GIVEN PASSAGE ->
■ ■ ■ ■ ■ ■ ■

He'll make his true mark here in this series. I can say I love jump shot though! Great mechanics and I can tell he has a lot of ability and smarts we haven't seen yet.


----------



## ozzzymandius

Simple game, with simple principles being executed!!! 
Well done fellas !!


----------



## Porn Player

Jonas was great on the court and I really liked his post game comments too. 

Cory Joseph showing he knows Playoff basketball and helping this team execute down the stretch, that was invaluable. 

Demar continues to struggle.

This win is exactly what was needed and we should go on to take this series, because outside of PG, this Indiana team doesn't have a whole lot of great basketball players.


----------



## Porn Player

Wears 17 and is averaging 17 & 17. Not a bad start to the Playoffs for our young big man.


----------



## ozzzymandius

Finally Casey and the team finally learning to run plays for JV and use him more effectively in the post. We've been saying they needed to do that for years and it's about flipping time !!!


----------



## Porn Player

DeMarre stepping up into the role we brought him in for, great game from him. 

Last night was the most complete Raptor performance that I've seen the Playoffs over the past 3 seasons. 

Lowry, DeMar and JV all doing exactly what was required. Joseph and Carroll stepping up as the additional intensity, defense and offensive firepower we clearly missed these past few years. 

I can't see us relinquishing this lead now.


----------



## Drizzy

The Raptors from Games 2 and 3 have been worlds apart from the team we saw in game 1. That was extremely refreshing to watch, as there were quite a few spots where they could have given up the lead.

■ ■ ■ ■ ■ ■ ■

DATA EXCERPTS ->
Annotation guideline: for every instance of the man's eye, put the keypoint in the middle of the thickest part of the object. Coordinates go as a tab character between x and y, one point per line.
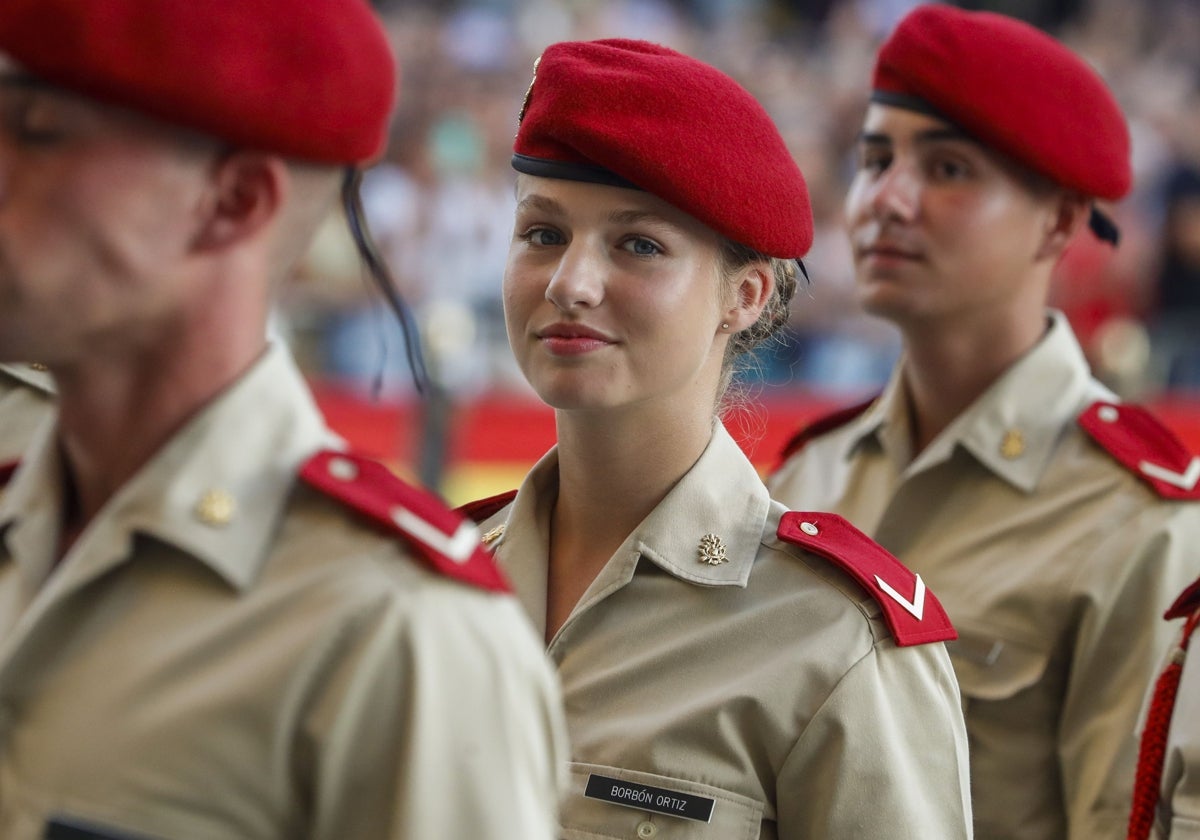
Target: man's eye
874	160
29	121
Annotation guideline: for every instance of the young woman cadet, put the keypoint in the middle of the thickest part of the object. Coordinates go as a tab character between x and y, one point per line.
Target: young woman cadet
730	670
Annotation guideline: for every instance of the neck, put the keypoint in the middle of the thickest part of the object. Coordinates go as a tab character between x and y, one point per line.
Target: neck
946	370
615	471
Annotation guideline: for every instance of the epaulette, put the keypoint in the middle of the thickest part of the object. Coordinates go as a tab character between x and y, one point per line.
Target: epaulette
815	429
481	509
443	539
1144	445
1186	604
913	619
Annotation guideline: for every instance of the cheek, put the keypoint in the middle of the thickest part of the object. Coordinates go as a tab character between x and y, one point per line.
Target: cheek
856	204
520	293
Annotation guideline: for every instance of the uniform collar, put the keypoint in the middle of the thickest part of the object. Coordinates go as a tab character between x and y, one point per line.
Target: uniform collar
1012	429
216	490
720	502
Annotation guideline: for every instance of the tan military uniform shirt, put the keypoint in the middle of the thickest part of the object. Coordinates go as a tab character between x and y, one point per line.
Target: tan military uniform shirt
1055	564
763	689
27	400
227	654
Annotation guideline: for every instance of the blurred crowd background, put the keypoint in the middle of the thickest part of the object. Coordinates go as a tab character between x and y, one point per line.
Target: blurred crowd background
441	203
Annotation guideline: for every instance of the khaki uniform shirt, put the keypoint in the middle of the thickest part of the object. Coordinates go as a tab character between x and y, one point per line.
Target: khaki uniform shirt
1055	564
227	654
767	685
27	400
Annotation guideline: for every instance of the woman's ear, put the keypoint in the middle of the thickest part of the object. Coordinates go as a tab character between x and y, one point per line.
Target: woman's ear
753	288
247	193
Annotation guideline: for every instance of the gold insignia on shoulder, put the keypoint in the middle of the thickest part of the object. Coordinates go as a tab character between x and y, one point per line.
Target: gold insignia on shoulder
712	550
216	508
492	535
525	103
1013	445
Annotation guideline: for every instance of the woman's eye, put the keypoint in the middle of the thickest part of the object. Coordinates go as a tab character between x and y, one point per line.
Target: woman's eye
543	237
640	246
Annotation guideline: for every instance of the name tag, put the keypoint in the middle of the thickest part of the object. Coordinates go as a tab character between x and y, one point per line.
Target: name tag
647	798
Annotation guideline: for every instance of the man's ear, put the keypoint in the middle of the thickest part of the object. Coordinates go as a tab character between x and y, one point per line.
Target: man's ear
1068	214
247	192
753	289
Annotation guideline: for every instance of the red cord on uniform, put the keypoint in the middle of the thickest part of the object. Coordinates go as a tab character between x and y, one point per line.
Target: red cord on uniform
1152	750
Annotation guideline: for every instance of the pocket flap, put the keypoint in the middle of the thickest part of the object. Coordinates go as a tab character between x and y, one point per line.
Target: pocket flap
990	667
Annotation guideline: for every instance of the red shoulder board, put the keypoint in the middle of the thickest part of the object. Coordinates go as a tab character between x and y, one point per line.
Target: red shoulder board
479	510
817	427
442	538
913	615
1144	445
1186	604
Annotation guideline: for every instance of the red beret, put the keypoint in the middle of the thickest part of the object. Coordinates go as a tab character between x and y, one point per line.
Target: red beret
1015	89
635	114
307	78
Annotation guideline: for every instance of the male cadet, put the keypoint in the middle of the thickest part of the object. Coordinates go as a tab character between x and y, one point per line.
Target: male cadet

■ ■ ■ ■ ■ ■ ■

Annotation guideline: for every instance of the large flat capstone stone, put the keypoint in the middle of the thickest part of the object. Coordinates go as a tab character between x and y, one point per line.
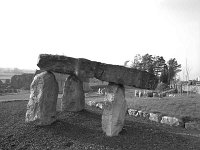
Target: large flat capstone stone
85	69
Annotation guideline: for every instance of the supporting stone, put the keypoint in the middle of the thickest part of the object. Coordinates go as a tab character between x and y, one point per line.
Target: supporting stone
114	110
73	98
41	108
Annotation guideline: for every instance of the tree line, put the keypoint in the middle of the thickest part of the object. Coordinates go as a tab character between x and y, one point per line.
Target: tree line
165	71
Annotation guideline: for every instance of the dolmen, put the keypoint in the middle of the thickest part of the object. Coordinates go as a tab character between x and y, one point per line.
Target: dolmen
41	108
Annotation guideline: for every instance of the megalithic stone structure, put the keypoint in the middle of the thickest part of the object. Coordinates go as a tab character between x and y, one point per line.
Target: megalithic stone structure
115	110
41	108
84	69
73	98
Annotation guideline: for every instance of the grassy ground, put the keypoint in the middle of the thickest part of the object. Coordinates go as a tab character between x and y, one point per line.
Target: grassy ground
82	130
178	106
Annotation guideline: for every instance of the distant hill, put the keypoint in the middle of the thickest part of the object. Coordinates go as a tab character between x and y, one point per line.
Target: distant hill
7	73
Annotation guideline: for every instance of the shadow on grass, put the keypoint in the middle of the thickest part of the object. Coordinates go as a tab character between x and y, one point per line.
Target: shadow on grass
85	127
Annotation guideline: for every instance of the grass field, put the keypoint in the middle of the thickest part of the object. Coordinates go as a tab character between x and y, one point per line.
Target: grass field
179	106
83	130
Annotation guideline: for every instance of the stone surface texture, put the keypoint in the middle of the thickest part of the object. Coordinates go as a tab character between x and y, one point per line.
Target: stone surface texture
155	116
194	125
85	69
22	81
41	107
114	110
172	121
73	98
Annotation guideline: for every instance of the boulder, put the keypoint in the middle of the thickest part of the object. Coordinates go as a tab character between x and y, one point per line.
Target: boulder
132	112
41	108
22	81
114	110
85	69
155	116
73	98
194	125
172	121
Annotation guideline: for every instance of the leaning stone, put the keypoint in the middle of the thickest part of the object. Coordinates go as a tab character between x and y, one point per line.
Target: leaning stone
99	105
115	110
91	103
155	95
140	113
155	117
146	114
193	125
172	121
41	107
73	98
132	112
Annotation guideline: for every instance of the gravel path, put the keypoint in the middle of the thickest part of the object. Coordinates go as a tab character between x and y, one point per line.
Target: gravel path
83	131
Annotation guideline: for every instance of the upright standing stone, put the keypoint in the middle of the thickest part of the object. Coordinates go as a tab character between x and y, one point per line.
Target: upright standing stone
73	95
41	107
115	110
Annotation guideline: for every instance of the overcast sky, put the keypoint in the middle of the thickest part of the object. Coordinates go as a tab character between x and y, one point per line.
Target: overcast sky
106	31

■ ■ ■ ■ ■ ■ ■

DIRECTION A ->
Using the basketball thread, decide whether each statement below agrees with it. For each one, answer yes or no and quote the words that settle it.
(i) One post credits Cory Joseph with helping the team execute down the stretch.
(ii) One post says Demar has stopped struggling.
(iii) One post says the Raptors in Games 2 and 3 looked much like the team from game 1.
DIRECTION B -> Locate every line in the records that contains the string "megalithic", and copy each of those lines.

OUTPUT A ->
(i) Yes: "Cory Joseph showing he knows Playoff basketball and helping this team execute down the stretch, that was invaluable."
(ii) No: "Demar continues to struggle."
(iii) No: "The Raptors from Games 2 and 3 have been worlds apart from the team we saw in game 1."

OUTPUT B ->
Annotation guideline: for every instance of the megalithic stone structure, put the keypoint in the middle of the thickest part of the object. Coordinates go as a tab character between x and y, one point per line.
Target: megalithic stone structure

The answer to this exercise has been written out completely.